- **What is asked**
Reproduce the following material line for line, changing nothing.

──────── Extracted material

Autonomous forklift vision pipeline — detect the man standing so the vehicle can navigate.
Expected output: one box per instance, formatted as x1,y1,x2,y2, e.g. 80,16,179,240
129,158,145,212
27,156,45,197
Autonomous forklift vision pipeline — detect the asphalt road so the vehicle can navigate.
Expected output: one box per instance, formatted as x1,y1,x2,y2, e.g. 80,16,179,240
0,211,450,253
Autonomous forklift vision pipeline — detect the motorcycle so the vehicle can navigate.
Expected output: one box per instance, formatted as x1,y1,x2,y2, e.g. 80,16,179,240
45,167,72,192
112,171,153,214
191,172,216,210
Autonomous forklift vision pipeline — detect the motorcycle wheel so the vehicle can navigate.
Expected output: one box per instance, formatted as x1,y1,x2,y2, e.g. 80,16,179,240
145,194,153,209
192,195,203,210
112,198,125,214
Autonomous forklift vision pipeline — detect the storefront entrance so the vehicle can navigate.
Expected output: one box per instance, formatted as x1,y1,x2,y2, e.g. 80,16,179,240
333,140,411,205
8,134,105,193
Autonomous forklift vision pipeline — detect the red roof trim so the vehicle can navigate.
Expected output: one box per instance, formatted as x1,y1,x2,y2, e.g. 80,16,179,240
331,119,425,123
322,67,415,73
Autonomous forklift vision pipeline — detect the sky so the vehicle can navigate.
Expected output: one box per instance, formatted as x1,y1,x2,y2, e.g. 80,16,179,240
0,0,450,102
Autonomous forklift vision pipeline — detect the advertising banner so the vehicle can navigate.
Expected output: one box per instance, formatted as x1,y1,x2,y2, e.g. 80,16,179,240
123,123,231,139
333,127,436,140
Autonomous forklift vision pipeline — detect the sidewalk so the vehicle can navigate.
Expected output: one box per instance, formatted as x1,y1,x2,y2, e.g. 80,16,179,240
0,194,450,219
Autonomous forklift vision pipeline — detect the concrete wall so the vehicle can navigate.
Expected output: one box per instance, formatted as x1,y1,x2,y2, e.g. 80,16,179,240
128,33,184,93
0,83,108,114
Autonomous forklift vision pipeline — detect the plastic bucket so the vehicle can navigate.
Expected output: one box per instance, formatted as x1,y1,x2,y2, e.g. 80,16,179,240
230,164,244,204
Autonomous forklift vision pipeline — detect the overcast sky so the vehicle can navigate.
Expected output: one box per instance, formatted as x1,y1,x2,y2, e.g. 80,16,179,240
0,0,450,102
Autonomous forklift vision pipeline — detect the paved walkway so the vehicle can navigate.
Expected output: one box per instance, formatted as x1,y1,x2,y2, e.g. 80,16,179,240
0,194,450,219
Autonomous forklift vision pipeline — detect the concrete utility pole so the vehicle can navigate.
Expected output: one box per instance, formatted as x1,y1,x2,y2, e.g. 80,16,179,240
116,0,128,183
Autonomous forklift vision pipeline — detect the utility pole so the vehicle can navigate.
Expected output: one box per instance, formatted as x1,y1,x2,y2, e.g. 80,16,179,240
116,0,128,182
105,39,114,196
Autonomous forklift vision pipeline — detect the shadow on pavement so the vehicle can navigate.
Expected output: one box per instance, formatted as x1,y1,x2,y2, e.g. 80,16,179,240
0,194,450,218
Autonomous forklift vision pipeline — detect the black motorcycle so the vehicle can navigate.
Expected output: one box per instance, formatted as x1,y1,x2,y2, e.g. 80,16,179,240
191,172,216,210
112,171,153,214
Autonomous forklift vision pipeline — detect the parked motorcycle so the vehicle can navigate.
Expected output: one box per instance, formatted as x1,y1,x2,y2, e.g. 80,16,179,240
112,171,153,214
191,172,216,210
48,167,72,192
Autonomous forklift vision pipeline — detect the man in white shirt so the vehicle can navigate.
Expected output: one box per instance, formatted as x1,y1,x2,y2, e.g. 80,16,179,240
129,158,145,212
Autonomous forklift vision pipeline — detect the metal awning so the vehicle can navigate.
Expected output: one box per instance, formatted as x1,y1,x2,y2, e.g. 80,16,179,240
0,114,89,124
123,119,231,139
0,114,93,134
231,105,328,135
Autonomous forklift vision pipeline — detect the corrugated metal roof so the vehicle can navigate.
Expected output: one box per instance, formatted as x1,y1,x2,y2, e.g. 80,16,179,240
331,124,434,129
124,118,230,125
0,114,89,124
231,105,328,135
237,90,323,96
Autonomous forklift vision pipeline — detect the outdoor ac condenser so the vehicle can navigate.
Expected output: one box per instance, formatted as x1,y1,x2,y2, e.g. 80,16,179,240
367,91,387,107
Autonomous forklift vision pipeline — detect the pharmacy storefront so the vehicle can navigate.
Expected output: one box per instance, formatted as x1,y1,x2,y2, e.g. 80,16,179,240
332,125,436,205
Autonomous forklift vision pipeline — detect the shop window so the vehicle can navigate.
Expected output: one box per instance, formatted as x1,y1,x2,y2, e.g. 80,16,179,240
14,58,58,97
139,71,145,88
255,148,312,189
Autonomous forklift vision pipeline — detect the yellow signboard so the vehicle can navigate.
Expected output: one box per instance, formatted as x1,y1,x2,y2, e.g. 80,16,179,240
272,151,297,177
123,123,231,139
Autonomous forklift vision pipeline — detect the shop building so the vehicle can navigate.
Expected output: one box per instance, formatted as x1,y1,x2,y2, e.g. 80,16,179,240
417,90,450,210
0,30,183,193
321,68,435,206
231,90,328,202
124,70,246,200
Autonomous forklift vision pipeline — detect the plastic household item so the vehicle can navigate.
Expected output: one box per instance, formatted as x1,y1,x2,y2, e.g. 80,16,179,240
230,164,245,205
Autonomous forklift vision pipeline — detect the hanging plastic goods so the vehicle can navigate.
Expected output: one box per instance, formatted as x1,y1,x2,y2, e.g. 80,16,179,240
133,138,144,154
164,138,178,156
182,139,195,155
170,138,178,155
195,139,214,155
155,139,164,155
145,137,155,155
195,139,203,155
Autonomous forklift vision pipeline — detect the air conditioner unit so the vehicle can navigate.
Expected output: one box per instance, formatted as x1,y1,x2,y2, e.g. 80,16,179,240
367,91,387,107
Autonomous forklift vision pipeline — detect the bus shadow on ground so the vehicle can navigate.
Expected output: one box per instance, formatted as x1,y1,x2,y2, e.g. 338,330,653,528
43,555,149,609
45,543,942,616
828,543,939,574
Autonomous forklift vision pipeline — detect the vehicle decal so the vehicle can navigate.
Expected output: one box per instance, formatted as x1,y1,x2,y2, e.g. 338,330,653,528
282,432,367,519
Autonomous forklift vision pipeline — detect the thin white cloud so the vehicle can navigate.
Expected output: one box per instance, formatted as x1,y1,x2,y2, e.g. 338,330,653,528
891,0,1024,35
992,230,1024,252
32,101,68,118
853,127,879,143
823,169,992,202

────────────────

- **Reply to the task**
Autonomous forklift vision pipeline — detect the man standing so the vehicle can navigate.
Expected output: one box per instance, formatted as x1,y1,x2,y2, e.g. 80,16,179,240
129,158,145,212
27,156,45,197
Autonomous forklift vision pipeline — detect the asphalt road so the vehicle can navigate.
Expected output: one box per instance, formatted as x1,y1,x2,y2, e.g. 80,16,179,240
0,211,450,253
Autonomous forklift vision pipeline — detect the motorcycle so the vehicle can navigate.
Expected output: one box per instance, formatted as x1,y1,x2,y2, e.g. 80,16,179,240
45,167,72,192
112,171,153,214
191,172,216,210
Autonomous forklift vision pipeline — detect the motorcycle wheel so the vehicle can navigate.
Expected output: one box per instance, formatted as x1,y1,x2,y2, e.g. 80,16,179,240
145,194,153,209
192,195,203,210
112,198,125,214
Autonomous forklift vision pipeline — detect the storefront entrance so the vehicle can navigate.
Expected output: one box per instance, formatted as x1,y1,x2,y2, e.g. 80,16,179,240
333,140,411,205
8,134,105,193
Autonomous forklift vision pipeline — detect the red roof trim so the vehicle can navigate.
Expected output: one box per instance, formatted as x1,y1,x2,y2, e.g. 80,16,179,240
331,119,425,123
322,67,415,73
Autonomous forklift vision pipeline — detect the sky so the vehicle can navigate.
Expected output: one box per instance, formatted as x1,y1,x2,y2, e.g. 80,16,179,240
0,0,450,102
Autonomous forklift vision pipeline — detect the advertising banner so the vehicle can navigate.
Expected output: one box per instance, formatted as x1,y1,x2,y2, e.g. 80,16,179,240
123,123,231,139
333,127,436,140
Autonomous forklift vision pipeline — detect the sidewalk so the vehicle can navigate.
Expected output: one box per instance, formatted as x1,y1,x2,y2, e.g. 80,16,179,240
0,194,450,219
Autonomous forklift vision pipeline — detect the concrete wall so the vehicle can navigate.
Expected output: one box per instance, formatted as x1,y1,x2,y2, e.g. 80,16,179,240
128,33,184,93
0,83,108,114
Autonomous forklift vision pipeline — detect the plastic bucket so the vehicle can navigate.
Expected output: one box per instance, formatted as x1,y1,x2,y2, e.g. 80,16,179,240
230,164,244,204
Autonomous forklift vision pipeline — detect the overcast sky so the vehicle can navigate.
Expected output: one box per instance, formatted as x1,y1,x2,y2, e.g. 80,16,179,240
0,0,450,102
Autonomous forklift vision pipeline — detect the paved walkway so the vehicle can navigate.
Expected output: one box per instance, formatted as x1,y1,x2,y2, e.g. 80,16,179,240
0,194,450,219
Autonomous forklift vision pipeline — detect the concrete utility pole so the vehicle can navigate.
Expected output: one box per instance, formatted as x1,y1,x2,y2, e.g. 80,16,179,240
116,0,128,183
Autonomous forklift vision pipeline — detect the utility pole so the vehicle can navigate.
Expected output: one box per instance, formatted as x1,y1,x2,y2, e.g. 80,16,179,240
116,0,128,182
105,39,114,196
Autonomous forklift vision pipeline — detect the shadow on pavement so the vehicle can navigate.
Expected output: one box per instance, formatted as x1,y1,x2,y2, e.g. 80,16,179,240
0,194,450,218
Autonomous forklift vision pipeline — detect the black motorcycle so the vehicle can navigate.
Expected output: one box per instance, formatted as x1,y1,x2,y2, e.g. 80,16,179,240
191,172,216,210
112,171,153,214
Autonomous forklift vision pipeline — detect the parked motorcycle so the vehicle can navigate.
Expected output: one box per instance, formatted as x1,y1,x2,y2, e.g. 80,16,179,240
112,171,153,214
191,172,216,210
48,167,72,192
Autonomous forklift vision pipeline — detect the man in white shirt so the vehicle can navigate.
Expected output: one box per instance, formatted as x1,y1,x2,y2, e.g. 80,16,179,240
129,158,145,212
Autonomous forklift vision pipeline — detect the metal awning so the vehicle can navigate.
Expected output: one box per instance, formatted as x1,y1,x2,y2, e.g. 80,16,179,240
0,114,89,124
123,119,231,139
0,114,93,134
231,105,328,135
Autonomous forklift vision pipeline — detect the corrugated metal roof so the vehicle can navigate.
Expected output: one box per instance, formatted as x1,y1,x2,y2, e.g. 80,16,179,240
331,124,434,129
124,118,230,125
0,114,89,124
231,105,328,135
237,90,323,96
Autonomous forklift vision pipeline — detect the outdoor ac condenser so the vehicle can navigate.
Expected output: one box per instance, formatted as x1,y1,x2,y2, e.g. 80,16,179,240
367,91,387,107
Autonomous forklift vision pipeline — detect the pharmacy storefront so the vehicle can navigate.
Expected output: one box per instance, formatted as x1,y1,x2,y2, e.g. 80,16,179,240
332,125,436,205
Autonomous forklift vision pipeline — detect the shop window so the vehicle can navigate.
Expected output: one box per instance, formatted as x1,y1,x2,y2, e.g. 80,16,179,240
14,58,58,97
139,71,145,88
255,148,312,189
Autonomous forklift vision pipeline — detect the yellow signboard so the vehicle can navigate.
Expected output: one box per instance, formatted as x1,y1,x2,y2, e.g. 80,16,179,240
272,151,297,177
123,123,231,139
Autonomous forklift vision pipeline — detect the shop building so the vehicle can navigate.
Expected output: one box per instance, formatted as x1,y1,x2,y2, e.g. 80,16,179,240
417,90,450,210
0,30,183,193
321,68,435,206
231,90,328,202
124,70,246,200
Autonomous forklift vision pipeline — detect the plastic household item so the vehicle can navigate.
Expected output: one box per instance, formatted as x1,y1,x2,y2, e.g. 80,16,179,240
230,164,245,205
Autonomous forklift vision pipeline — detect the hanging plastic goods so the vehicle can navigate.
Expected output: one box per instance, formatted as x1,y1,x2,y2, e.g. 80,16,179,240
133,138,144,154
164,138,178,156
182,139,195,155
170,138,178,155
195,139,214,155
155,139,164,155
145,137,155,155
195,139,203,155
Autonomous forklift vision pipeline — detect the air conditioner unit so the vehicle can navigate.
Expected output: one box per instance, formatted as x1,y1,x2,y2, e.g. 80,16,179,240
367,91,387,107
Autonomous forklift vision pipeline — detect the bus shadow on ground so the vehicle can navigate.
Expected output: one box per instance, formatted as x1,y1,x2,y2, e.g. 338,330,653,528
43,555,149,609
45,543,942,616
828,543,939,574
Autonomous forklift vision pipeline — detect the vehicle decal so the vehicle can navigate.
Expected output: one box per instance, formatted as x1,y1,x2,y2, e.g. 338,330,653,528
282,432,367,519
Autonomous forklift vision pipeline — detect the thin white cloud so the vehicle can navigate.
Expected output: one box per instance, formatted as x1,y1,x2,y2, e.g. 338,330,653,528
891,0,1024,35
992,230,1024,252
32,101,68,118
853,127,879,143
823,169,992,202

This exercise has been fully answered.